■ WHAT THE EXERCISE ASKS: Take the line with "Using the labeling tool, outline every ancient" and all lines after it, through the end of the records below, and repeat them exactly.

■ Phrase grounding data:
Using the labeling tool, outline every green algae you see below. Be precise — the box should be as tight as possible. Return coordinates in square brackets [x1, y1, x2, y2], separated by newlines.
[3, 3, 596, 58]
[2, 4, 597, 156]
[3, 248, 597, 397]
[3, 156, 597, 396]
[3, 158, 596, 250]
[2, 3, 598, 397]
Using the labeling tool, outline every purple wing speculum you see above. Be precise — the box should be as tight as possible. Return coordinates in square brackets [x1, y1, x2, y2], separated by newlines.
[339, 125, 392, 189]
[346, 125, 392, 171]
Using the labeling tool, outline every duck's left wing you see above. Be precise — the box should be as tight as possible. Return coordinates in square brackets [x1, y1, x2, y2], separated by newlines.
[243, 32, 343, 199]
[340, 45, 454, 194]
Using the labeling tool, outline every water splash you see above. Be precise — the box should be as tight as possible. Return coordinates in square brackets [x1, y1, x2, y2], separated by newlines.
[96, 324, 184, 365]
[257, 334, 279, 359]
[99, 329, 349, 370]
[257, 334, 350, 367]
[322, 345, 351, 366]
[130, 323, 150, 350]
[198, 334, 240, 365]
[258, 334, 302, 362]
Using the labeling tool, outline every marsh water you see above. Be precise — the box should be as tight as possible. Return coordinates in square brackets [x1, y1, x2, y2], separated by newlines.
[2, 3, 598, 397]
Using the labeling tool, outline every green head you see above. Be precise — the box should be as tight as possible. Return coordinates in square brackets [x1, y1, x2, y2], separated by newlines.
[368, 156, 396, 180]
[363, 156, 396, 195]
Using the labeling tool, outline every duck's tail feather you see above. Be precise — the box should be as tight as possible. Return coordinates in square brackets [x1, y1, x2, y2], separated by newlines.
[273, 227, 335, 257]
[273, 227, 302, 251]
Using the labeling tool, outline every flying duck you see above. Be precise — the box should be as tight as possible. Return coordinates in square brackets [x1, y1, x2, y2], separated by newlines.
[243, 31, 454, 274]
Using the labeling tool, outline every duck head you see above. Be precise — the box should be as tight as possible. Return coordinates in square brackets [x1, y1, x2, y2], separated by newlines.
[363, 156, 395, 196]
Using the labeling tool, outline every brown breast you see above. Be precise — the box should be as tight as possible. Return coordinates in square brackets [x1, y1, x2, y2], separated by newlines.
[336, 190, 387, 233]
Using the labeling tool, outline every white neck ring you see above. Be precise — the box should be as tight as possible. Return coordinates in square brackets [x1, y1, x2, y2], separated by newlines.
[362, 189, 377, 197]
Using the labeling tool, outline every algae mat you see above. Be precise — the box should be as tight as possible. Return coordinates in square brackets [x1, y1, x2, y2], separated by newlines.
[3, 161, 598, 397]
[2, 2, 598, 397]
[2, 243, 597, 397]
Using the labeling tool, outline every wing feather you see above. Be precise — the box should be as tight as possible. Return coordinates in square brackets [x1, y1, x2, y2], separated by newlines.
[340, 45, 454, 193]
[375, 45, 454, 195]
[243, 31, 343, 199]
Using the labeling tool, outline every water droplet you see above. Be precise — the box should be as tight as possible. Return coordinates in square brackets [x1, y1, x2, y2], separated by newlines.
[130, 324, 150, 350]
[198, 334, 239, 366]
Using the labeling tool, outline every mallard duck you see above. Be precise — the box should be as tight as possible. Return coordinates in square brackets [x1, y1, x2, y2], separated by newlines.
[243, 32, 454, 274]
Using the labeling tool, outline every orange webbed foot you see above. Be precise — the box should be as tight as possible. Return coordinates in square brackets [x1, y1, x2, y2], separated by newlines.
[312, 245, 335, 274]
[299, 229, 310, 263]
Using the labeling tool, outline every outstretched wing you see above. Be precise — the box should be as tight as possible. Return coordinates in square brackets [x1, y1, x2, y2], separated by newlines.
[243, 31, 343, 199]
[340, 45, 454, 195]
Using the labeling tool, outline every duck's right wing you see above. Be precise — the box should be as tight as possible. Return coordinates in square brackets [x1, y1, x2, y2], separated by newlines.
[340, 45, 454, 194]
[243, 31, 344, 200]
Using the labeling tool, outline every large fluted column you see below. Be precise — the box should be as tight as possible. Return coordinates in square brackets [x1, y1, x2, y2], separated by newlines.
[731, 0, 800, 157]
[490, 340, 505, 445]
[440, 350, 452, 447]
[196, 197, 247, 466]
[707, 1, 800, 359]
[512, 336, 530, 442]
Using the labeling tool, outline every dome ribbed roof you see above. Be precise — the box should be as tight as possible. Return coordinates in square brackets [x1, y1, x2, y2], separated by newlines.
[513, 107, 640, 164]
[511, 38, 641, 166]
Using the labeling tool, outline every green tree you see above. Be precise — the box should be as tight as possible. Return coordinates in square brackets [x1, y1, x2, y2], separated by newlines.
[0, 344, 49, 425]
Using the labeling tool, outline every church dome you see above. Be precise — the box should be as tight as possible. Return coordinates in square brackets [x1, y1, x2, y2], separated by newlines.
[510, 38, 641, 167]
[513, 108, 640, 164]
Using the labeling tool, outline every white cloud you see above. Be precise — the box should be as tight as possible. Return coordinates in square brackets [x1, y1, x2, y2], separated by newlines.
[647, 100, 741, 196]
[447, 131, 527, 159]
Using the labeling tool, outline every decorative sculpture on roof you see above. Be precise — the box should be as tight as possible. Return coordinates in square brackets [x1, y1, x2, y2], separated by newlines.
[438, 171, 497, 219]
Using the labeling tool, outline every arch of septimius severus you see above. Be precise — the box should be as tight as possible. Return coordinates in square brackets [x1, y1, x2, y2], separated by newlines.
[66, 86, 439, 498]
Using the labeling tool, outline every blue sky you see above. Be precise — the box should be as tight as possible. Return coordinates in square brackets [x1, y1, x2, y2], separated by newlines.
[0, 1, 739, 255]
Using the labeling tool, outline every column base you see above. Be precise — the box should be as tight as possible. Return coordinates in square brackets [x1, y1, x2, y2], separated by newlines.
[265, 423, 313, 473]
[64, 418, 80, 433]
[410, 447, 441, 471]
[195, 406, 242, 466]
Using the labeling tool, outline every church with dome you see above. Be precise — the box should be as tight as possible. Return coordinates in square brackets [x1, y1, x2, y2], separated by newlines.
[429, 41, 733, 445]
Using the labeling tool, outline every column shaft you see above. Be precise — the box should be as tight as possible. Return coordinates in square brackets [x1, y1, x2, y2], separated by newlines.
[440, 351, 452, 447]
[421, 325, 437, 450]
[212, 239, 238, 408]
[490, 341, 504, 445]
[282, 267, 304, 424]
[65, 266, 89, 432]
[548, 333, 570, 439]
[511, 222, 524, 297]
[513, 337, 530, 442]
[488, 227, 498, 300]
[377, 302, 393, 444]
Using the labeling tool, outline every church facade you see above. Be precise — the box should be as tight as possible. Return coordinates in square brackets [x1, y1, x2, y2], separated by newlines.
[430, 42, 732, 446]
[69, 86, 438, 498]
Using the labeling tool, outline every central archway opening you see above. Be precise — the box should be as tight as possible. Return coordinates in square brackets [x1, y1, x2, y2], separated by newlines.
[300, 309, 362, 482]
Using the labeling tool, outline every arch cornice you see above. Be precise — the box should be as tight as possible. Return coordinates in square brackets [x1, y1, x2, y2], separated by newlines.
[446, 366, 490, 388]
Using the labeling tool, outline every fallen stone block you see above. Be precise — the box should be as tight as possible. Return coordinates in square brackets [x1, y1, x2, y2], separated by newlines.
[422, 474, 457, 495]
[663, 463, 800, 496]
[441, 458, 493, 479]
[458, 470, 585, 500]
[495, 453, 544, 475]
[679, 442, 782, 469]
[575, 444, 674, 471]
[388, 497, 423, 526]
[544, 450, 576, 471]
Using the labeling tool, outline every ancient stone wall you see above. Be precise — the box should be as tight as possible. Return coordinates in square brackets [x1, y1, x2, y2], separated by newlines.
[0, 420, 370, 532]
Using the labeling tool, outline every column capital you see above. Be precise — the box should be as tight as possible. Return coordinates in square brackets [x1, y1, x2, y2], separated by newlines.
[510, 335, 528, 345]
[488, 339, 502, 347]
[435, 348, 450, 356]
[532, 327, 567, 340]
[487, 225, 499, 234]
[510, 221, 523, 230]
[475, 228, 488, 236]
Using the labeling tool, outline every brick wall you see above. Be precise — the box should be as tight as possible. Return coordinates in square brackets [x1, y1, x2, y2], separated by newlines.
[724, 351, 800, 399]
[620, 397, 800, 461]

■ OUTPUT BELOW:
Using the labeling tool, outline every ancient stone wall you see above. Be precise — the box should be as tight as possible. Return coordinates in square brackets [x1, y1, x2, y2], separated by newlines.
[0, 420, 370, 532]
Using the labeling tool, outline every column capital you see above. Be precise — the box should be as tight as possible. Return coordinates in square brackets [x1, y1, x2, y2], separated by newlines.
[510, 335, 528, 345]
[488, 339, 502, 347]
[435, 348, 450, 356]
[532, 327, 567, 340]
[487, 225, 499, 234]
[510, 221, 523, 230]
[475, 228, 488, 236]
Using the labeling tool, outline every brick wall you see above. Be precise — the box should be as tight as possible. Return coordinates in square brackets [x1, y1, x2, y2], separated by newlines.
[724, 351, 800, 399]
[620, 397, 800, 461]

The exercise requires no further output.